▶ _Exercise passage_
::::::
Irshad Salim — A powerful blast in Lahore – the capital of Pakistan’s largest province, injured more than 46 people, of them four critical, days before the Supreme Court-disqualified prime minister Nawaz Sharif gears up to travel to the city from capital Islamabad in a motorcade as a show of strength.
The explosion occurred in a truck at a parking stand in the metropolis on Monday evening and left a 10 to 15 feet crater on the spot.
According to police authorities, the truck had brought in crates of apricot from Swat in Khyber Pakhtunkhwa to the city in Punjab. The truck had been at the bus-stand for the last three days.
Authorities have yet to ascertain the exact route of the truck from Swat to Lahore.
Officials said a huge cache of explosives had been stored in the truck.
Deputy Inspector General of Police Dr Haider Ashraf said the attackers might have been intending to transport the explosives to other areas of the city.
::::::
(Records excerpted from a collection)
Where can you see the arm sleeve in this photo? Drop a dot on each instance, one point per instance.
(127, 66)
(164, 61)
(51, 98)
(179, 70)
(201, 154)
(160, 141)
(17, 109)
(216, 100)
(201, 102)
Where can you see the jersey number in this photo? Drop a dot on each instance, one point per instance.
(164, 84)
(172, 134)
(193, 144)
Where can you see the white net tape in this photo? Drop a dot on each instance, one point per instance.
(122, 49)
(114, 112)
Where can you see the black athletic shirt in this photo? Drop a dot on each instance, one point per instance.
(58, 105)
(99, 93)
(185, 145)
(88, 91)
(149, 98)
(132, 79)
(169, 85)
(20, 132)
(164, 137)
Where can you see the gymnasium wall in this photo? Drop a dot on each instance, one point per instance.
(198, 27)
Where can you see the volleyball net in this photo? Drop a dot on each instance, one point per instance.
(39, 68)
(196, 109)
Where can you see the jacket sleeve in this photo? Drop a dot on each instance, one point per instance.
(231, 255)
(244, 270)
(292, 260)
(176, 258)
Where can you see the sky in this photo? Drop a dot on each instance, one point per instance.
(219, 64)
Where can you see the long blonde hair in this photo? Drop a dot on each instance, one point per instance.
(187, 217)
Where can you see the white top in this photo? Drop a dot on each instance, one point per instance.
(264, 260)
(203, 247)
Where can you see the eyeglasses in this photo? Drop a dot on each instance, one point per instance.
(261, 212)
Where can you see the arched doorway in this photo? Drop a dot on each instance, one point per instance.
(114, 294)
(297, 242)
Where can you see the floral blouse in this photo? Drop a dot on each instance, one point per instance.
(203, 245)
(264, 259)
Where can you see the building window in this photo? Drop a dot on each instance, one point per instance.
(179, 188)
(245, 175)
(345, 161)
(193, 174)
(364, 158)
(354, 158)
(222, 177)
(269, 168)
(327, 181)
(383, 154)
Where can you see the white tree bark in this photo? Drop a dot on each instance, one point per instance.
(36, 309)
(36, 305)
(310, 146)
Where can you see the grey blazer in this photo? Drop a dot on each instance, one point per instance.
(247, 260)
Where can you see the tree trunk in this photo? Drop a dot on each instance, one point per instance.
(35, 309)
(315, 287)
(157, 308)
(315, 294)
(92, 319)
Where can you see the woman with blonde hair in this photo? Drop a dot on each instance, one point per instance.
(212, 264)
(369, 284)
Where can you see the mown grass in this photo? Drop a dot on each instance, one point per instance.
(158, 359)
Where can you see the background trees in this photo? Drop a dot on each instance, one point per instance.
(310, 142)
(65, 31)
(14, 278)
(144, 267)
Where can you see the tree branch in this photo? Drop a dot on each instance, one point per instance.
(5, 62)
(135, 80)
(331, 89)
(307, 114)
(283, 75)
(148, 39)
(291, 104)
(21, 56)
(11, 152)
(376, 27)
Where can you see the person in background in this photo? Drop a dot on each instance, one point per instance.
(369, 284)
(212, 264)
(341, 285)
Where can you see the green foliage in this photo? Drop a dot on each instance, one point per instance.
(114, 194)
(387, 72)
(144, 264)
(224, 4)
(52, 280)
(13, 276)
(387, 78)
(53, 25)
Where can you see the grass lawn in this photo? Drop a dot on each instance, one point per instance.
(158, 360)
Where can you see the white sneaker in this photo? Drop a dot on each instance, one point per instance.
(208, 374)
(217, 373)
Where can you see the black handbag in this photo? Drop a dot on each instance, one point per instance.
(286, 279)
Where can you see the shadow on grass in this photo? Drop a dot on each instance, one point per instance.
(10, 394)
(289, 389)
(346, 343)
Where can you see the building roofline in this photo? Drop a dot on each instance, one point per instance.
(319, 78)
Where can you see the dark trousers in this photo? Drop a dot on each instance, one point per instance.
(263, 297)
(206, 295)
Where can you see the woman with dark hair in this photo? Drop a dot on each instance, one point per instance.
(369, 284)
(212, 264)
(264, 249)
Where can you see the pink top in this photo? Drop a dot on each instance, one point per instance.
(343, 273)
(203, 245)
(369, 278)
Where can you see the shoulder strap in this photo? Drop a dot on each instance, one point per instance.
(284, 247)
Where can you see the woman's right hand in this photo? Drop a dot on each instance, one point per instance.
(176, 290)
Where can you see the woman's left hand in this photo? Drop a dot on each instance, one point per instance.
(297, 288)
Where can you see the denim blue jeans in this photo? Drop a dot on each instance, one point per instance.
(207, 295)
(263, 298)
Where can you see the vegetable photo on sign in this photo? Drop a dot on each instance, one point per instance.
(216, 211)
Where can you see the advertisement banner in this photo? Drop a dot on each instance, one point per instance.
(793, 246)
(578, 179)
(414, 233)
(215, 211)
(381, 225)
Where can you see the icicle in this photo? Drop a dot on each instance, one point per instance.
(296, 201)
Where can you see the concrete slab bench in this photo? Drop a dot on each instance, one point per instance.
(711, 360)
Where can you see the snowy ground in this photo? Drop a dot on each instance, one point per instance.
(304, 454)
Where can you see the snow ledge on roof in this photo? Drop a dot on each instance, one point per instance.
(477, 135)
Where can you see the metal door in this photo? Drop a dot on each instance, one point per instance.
::::::
▶ _Work item 1_
Reproduce part of the Lahore blast report word for word, beginning at the words "Deputy Inspector General" and ending after the words "of the city.".
▶ _Work item 2_
According to the Lahore blast report, how long had the truck been at the bus-stand?
▶ _Work item 3_
Why does the Lahore blast report say Nawaz Sharif is gearing up to travel from Islamabad to Lahore in a motorcade?

▶ _Exercise answer 1_
Deputy Inspector General of Police Dr Haider Ashraf said the attackers might have been intending to transport the explosives to other areas of the city.

▶ _Exercise answer 2_
For the last three days.

▶ _Exercise answer 3_
The report says the motorcade is intended as a show of strength. Sharif, the prime minister disqualified by the Supreme Court, is preparing to make the trip from Islamabad to Lahore days after the blast.